▶ [Exercise prompt]: A faithful copy of the listing below is needed, one that contains no pictures.

▶ [Given data]:
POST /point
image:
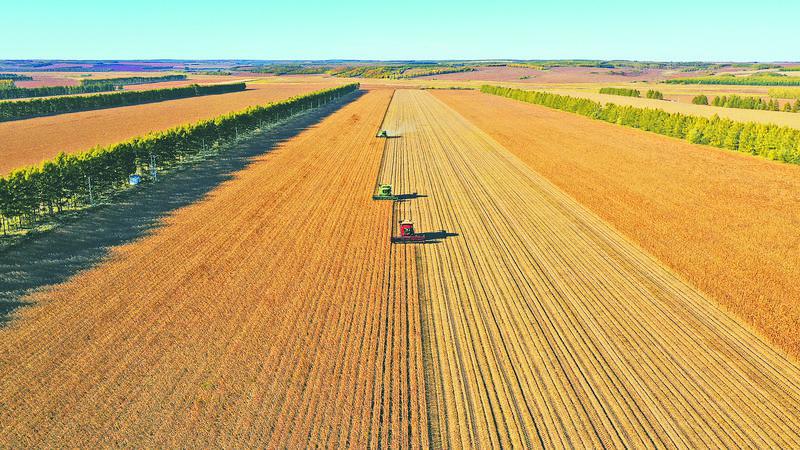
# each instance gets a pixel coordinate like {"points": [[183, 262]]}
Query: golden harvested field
{"points": [[725, 221], [284, 322], [25, 142], [543, 327], [290, 321]]}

▶ [Reply to the exercise]:
POST /point
image:
# each instance gets a pixel coordinate like {"points": [[183, 262]]}
Query: golden harvested field
{"points": [[725, 221], [284, 322], [25, 142], [543, 327], [290, 321]]}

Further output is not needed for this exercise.